-------- Dataset entries --------

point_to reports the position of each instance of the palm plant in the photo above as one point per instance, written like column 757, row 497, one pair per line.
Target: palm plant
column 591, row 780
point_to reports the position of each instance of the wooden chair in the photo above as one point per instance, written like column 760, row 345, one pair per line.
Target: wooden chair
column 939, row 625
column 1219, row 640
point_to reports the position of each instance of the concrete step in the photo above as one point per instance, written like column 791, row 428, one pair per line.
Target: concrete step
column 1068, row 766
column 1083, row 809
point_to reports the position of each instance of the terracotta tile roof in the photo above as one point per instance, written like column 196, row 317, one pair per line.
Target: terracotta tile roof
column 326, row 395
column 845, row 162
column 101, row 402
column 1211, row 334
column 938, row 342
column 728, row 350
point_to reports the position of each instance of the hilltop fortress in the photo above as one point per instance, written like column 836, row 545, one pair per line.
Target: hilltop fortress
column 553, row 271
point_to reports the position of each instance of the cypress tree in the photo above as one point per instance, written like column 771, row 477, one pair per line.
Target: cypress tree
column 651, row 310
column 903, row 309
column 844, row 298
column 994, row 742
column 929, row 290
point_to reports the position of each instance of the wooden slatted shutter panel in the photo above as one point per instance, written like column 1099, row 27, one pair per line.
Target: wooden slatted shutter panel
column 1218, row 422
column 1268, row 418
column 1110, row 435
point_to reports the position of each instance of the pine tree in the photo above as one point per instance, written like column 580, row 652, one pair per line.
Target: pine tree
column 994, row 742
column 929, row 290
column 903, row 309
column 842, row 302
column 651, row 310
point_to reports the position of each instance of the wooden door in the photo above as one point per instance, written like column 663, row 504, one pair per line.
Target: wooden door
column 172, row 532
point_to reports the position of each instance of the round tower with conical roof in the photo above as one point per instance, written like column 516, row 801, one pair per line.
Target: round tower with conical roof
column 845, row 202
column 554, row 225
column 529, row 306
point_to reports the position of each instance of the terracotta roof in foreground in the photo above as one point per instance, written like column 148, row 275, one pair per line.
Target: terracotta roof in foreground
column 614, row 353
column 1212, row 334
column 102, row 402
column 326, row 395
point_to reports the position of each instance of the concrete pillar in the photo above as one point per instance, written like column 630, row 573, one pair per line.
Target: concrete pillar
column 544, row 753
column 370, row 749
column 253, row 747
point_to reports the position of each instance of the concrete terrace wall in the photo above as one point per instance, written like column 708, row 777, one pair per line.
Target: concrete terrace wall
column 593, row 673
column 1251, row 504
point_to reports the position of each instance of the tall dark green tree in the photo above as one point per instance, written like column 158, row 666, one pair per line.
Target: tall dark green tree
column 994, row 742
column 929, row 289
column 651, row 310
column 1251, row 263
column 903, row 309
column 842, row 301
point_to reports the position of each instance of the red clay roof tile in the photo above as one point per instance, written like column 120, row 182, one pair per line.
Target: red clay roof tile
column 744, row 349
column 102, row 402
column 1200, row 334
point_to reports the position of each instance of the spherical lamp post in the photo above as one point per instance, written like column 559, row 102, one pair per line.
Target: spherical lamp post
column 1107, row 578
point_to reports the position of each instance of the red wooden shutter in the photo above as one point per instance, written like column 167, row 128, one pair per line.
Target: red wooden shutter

--------

Task details
Can you copy the entries above, from the first line through the line holding "column 591, row 780", inclusive, with "palm plant" swapped for "palm tree" and nothing else altered?

Written answer
point_to reports the position of each instance of the palm tree in the photo above as one point per instance, written like column 757, row 497, one pair per line.
Target: palm tree
column 591, row 780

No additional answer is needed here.